RECORDS SHOWN |
-*-

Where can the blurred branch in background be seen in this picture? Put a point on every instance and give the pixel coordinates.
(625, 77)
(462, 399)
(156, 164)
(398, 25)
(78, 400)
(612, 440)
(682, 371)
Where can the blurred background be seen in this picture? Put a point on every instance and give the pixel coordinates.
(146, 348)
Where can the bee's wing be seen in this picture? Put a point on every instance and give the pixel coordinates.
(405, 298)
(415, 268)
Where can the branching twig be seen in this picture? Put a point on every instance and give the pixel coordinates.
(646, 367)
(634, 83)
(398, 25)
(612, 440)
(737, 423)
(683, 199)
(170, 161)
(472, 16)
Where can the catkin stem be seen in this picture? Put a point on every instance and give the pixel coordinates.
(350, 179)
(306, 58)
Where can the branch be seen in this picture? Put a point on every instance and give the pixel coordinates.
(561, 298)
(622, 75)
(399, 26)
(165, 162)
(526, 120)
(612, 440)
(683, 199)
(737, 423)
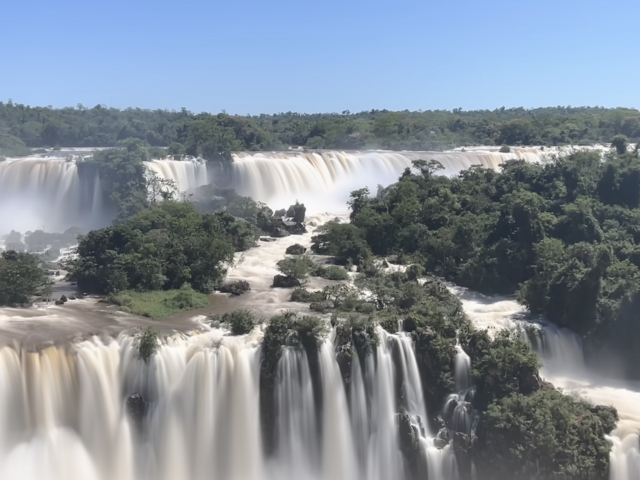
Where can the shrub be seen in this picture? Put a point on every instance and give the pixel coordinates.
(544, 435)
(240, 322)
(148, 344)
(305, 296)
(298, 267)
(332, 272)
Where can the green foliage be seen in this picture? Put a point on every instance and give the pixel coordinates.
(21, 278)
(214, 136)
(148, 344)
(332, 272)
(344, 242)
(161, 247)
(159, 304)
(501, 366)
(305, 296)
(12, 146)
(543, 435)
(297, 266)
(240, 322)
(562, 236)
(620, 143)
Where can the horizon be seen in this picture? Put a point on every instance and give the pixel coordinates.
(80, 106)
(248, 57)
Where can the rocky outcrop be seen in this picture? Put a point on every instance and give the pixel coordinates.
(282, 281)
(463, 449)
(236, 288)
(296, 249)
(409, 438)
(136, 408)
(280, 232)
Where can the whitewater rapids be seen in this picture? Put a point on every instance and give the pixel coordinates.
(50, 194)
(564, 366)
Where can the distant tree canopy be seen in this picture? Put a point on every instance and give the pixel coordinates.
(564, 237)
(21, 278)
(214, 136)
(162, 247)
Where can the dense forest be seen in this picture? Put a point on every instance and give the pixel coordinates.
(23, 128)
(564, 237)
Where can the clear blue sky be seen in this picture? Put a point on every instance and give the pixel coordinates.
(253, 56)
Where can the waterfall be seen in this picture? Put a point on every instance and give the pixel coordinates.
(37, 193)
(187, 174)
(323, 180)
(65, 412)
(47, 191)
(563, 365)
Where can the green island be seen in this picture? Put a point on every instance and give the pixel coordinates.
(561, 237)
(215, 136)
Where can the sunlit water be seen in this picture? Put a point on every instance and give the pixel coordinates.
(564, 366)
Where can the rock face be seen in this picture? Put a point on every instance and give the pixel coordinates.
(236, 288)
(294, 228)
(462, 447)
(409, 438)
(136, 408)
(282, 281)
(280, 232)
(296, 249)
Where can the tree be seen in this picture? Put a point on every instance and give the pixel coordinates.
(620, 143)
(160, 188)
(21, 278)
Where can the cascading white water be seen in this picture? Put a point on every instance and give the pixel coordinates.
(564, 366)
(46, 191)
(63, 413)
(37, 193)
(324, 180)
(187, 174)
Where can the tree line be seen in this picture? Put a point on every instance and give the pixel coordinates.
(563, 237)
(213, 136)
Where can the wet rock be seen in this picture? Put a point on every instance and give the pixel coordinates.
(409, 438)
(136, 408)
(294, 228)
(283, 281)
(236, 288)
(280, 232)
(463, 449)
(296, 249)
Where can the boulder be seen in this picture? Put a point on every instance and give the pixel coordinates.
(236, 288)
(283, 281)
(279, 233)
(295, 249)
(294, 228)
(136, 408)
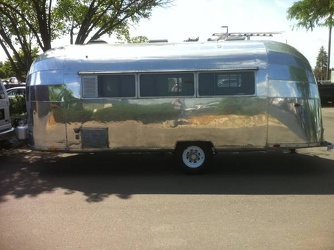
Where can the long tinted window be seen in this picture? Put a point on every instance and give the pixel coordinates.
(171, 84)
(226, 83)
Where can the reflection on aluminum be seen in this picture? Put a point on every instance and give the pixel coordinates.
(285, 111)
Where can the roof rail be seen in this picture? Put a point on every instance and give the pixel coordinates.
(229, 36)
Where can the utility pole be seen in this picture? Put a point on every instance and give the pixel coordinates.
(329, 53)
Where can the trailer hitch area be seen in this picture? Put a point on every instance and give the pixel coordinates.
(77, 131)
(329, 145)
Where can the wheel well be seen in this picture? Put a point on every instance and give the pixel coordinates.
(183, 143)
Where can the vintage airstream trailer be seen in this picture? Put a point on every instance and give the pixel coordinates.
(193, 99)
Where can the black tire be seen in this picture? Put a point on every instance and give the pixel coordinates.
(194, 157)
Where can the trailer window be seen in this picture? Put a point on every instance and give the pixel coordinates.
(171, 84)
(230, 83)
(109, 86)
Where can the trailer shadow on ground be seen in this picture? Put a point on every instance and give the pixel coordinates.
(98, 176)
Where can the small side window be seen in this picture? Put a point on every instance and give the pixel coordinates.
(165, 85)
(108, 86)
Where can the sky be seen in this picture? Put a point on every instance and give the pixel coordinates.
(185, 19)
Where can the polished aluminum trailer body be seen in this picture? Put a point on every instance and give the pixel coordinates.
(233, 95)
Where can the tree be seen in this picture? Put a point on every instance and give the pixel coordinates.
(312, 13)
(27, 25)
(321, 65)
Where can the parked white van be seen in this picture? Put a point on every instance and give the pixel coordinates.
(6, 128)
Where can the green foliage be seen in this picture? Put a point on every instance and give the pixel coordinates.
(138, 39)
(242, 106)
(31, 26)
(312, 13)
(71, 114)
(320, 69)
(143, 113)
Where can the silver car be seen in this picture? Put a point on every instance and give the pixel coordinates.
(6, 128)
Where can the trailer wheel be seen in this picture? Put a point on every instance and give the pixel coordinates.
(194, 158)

-*-

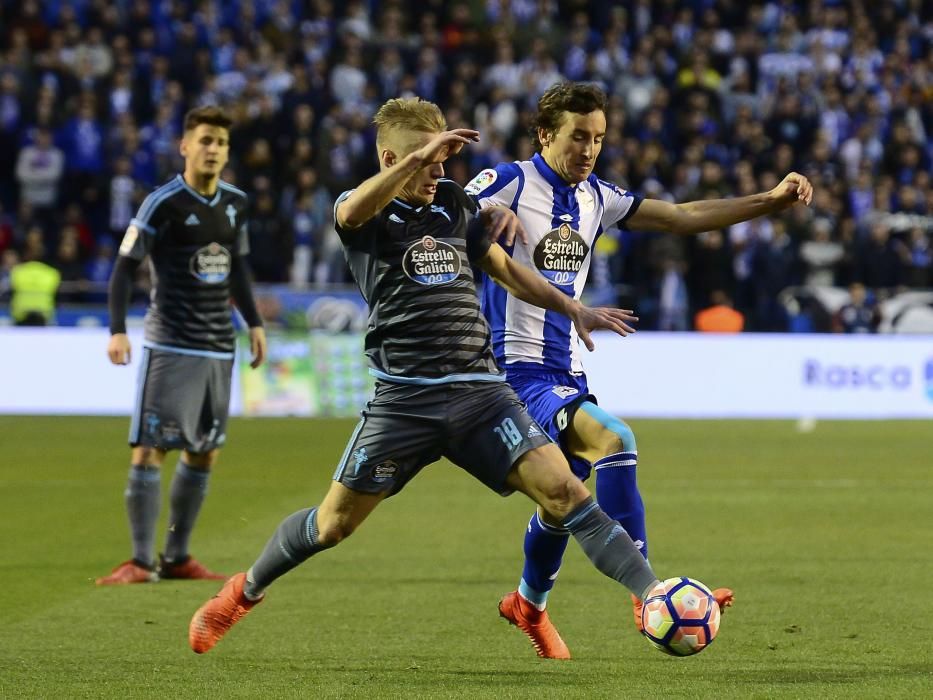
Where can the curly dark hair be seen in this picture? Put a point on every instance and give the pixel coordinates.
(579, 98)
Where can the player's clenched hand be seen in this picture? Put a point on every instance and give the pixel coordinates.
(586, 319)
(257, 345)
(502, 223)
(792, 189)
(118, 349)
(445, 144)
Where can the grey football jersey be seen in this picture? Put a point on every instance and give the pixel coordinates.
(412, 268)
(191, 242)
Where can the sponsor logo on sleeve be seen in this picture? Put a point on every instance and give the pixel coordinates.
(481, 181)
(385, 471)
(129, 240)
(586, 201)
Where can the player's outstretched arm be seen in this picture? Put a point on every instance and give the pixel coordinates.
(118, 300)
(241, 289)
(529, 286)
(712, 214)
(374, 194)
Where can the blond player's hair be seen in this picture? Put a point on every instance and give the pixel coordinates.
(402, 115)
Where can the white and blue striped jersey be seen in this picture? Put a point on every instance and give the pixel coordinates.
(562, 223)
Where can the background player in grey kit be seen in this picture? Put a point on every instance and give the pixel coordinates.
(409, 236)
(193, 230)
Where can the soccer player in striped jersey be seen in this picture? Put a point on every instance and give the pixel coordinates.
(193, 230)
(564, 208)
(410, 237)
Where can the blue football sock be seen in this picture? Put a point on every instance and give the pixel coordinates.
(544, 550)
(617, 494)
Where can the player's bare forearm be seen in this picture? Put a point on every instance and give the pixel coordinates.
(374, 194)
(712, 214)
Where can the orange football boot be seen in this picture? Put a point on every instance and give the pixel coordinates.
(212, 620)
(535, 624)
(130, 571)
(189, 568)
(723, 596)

-*-

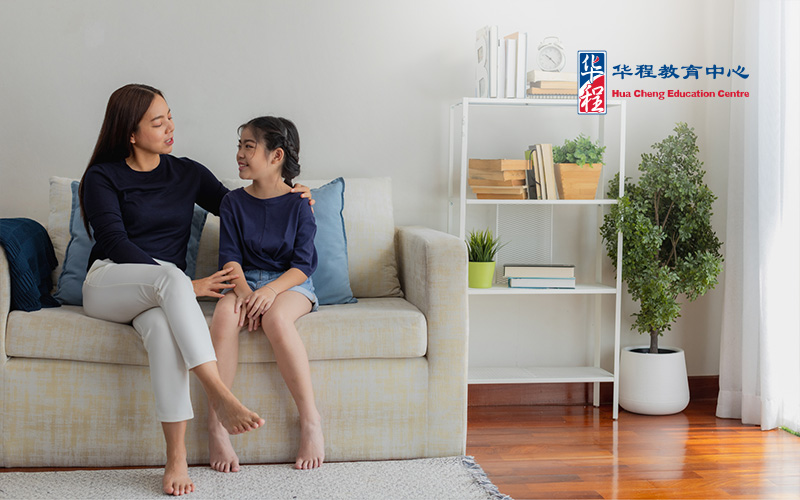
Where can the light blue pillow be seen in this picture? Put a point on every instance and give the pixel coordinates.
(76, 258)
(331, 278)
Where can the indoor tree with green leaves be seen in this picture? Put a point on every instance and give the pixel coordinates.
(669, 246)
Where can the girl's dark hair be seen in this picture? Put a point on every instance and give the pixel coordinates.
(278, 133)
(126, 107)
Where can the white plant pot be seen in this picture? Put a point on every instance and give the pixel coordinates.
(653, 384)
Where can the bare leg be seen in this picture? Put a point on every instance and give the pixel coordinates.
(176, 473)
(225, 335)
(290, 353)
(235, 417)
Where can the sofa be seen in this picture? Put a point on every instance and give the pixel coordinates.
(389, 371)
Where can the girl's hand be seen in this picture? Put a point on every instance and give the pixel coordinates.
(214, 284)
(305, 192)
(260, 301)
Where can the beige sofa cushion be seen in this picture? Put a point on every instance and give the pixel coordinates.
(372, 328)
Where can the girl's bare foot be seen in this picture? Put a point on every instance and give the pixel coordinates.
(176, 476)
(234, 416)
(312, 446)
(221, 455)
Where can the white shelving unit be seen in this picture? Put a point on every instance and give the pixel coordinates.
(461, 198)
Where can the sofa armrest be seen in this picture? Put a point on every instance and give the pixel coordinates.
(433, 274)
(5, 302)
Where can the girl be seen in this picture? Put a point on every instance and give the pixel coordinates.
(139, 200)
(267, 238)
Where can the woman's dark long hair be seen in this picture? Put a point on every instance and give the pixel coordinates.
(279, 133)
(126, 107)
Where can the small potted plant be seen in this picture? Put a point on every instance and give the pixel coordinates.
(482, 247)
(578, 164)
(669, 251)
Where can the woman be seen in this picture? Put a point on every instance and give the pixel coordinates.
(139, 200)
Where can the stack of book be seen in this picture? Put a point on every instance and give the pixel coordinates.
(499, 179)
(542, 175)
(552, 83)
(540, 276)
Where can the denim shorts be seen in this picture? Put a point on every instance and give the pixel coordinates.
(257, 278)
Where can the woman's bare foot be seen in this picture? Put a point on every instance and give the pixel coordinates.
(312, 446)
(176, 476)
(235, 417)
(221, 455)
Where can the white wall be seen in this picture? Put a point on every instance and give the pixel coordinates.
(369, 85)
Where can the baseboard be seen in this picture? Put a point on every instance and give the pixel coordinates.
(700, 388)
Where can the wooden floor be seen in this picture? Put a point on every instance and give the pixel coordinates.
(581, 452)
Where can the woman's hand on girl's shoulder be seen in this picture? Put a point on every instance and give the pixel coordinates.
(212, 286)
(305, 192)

-*-

REQUIREMENTS | Count the lines of the data above that contain the word "small", treating uppercase and lowercase letters as different, and give only the number.

RESULT FOR THIS EXERCISE | 2